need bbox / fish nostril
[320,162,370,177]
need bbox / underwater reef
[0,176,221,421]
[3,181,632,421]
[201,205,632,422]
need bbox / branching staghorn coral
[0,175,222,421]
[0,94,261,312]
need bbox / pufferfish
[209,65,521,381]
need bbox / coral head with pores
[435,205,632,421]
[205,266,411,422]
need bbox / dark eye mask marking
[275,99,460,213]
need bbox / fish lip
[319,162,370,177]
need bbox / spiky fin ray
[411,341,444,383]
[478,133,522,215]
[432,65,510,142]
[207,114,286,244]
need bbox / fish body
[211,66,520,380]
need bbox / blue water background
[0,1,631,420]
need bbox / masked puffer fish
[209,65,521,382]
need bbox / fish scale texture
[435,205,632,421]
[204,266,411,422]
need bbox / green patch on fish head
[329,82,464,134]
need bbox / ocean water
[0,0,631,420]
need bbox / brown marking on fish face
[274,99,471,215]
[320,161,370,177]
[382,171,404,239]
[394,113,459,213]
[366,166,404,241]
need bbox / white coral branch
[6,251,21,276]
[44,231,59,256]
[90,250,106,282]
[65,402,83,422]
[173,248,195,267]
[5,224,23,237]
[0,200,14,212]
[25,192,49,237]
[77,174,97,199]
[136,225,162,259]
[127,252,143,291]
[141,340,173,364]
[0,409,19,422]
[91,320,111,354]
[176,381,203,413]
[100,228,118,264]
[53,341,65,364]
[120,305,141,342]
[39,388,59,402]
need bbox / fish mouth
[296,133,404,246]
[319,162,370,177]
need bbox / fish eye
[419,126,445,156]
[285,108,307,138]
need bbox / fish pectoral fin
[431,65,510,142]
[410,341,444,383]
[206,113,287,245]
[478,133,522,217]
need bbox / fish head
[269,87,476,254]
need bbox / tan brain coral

* * *

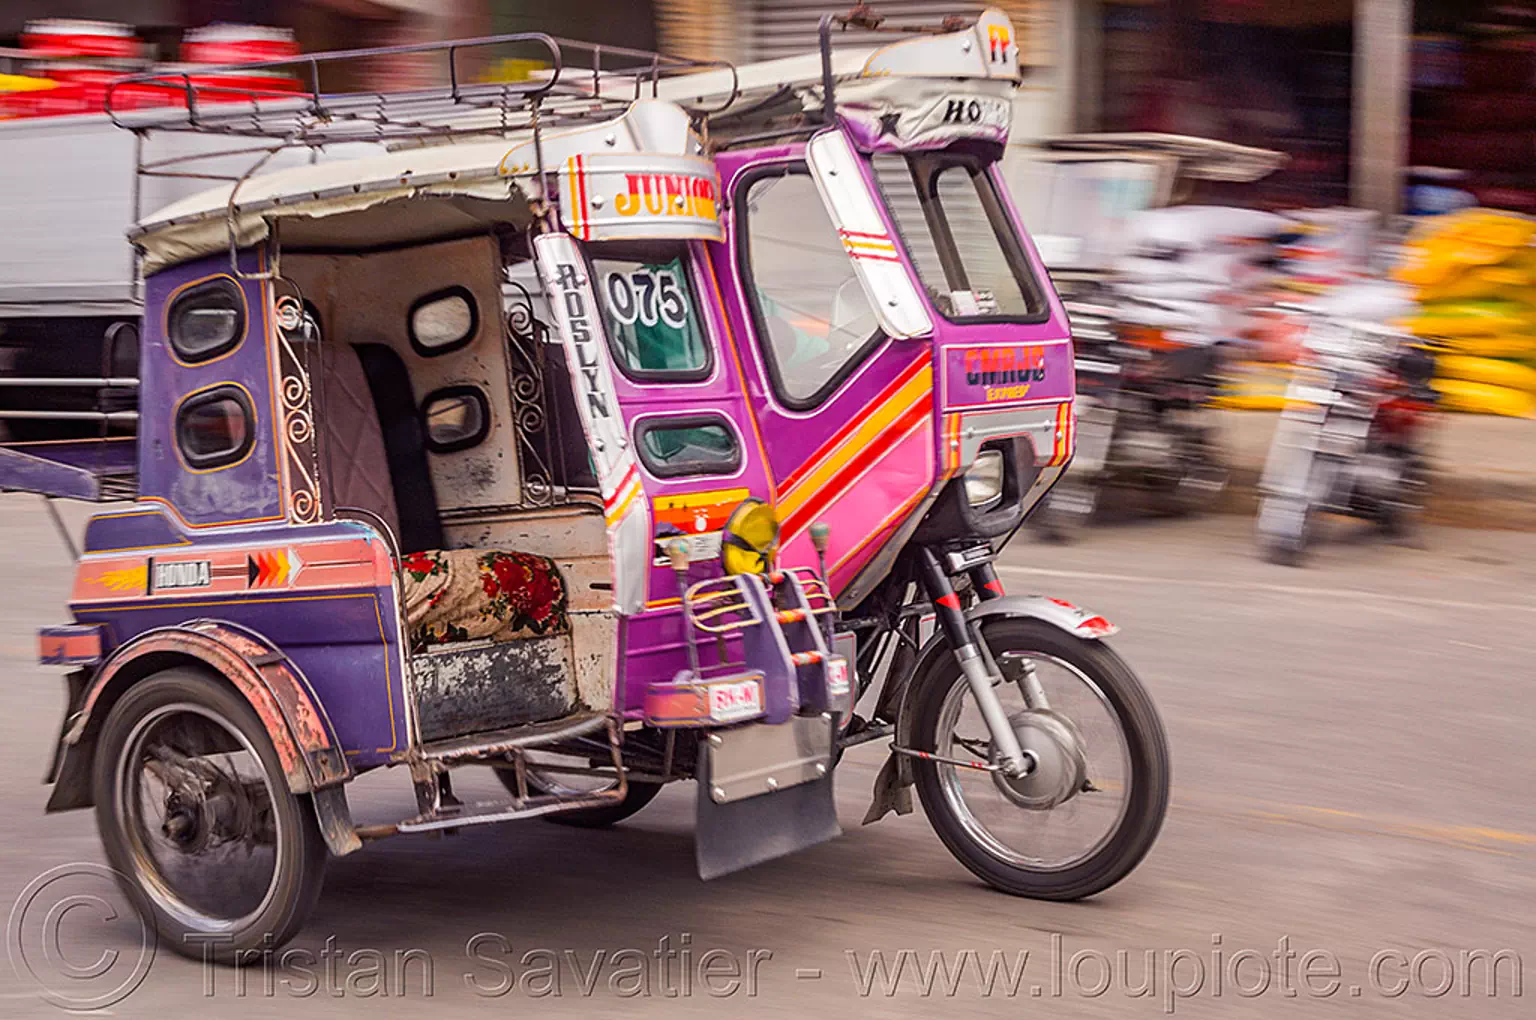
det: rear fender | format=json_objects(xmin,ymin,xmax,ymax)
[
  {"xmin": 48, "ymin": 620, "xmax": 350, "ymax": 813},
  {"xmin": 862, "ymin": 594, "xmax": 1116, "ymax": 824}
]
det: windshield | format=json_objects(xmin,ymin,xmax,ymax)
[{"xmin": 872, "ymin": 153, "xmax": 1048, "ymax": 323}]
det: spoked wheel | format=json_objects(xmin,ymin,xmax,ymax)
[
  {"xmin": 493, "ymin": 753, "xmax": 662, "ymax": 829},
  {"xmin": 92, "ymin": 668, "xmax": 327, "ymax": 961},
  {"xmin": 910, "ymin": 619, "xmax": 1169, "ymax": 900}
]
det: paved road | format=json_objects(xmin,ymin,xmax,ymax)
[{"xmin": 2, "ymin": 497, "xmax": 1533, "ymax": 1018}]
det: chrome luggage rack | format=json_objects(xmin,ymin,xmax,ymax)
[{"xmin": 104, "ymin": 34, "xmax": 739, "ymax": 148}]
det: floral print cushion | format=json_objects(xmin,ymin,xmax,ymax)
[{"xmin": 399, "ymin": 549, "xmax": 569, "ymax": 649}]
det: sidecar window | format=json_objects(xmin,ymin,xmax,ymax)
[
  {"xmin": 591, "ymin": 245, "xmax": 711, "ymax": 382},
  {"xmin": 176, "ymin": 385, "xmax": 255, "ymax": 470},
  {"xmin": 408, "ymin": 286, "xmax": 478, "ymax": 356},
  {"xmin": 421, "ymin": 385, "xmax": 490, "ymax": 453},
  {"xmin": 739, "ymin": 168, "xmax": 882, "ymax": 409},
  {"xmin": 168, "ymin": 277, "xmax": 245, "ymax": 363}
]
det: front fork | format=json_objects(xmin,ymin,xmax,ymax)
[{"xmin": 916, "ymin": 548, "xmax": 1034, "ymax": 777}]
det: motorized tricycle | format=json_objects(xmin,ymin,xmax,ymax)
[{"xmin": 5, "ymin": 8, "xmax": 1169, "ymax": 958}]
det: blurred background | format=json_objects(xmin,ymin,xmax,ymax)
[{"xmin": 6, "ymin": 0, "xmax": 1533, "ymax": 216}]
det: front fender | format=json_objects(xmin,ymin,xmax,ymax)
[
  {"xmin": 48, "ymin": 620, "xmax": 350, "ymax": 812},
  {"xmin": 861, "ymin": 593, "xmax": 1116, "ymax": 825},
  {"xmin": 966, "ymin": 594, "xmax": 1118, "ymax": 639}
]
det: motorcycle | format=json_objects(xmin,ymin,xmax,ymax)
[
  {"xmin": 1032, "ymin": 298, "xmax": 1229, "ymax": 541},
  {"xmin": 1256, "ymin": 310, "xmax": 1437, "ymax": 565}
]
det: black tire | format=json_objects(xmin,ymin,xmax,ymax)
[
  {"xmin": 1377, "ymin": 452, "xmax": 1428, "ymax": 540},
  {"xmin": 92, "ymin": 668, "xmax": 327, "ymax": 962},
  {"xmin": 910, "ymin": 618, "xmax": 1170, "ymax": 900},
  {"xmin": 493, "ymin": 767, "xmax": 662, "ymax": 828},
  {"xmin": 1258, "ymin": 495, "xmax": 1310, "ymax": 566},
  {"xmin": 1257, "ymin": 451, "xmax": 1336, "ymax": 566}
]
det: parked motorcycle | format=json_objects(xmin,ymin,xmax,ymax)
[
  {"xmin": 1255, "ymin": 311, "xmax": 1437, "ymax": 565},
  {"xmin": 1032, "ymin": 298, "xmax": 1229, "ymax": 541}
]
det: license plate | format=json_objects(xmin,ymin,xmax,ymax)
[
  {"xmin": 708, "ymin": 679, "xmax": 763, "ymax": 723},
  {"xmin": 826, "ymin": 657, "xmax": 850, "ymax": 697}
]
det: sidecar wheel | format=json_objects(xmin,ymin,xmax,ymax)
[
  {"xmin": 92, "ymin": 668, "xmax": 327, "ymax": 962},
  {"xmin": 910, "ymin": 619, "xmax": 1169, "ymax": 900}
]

WHAT THE EXERCISE ASKS :: Using the listing above, copy exactly the line that contains "need bbox / blue water background", the line that contains "need bbox / tan brain coral", and each line that falls between them.

REPLY TO THE TASK ::
need bbox / blue water background
[0,1,631,420]
need bbox / masked puffer fish
[209,65,521,382]
need bbox / fish scale texture
[435,205,632,421]
[204,266,411,422]
need bbox / green patch on fish head
[329,82,464,134]
need bbox / ocean water
[0,0,631,420]
need bbox / brown marking on fish face
[274,99,471,215]
[320,161,370,177]
[382,171,404,239]
[394,113,459,213]
[366,166,404,241]
need bbox / white coral branch
[6,251,21,276]
[44,231,59,256]
[90,250,106,282]
[65,402,83,422]
[173,248,195,267]
[5,224,23,237]
[0,200,14,212]
[25,192,49,237]
[77,174,97,199]
[136,225,162,259]
[127,252,143,291]
[141,340,173,364]
[0,409,19,422]
[91,320,111,354]
[176,381,203,413]
[100,228,118,264]
[53,341,65,364]
[120,305,141,342]
[39,388,59,402]
need bbox / fish mouth
[296,133,404,246]
[319,162,370,177]
need bbox / fish eye
[419,126,445,156]
[285,108,307,138]
need bbox / fish pectoral fin
[431,65,510,142]
[410,341,444,383]
[206,113,287,245]
[478,133,522,217]
need bbox / fish head
[269,87,476,254]
need bbox / tan brain coral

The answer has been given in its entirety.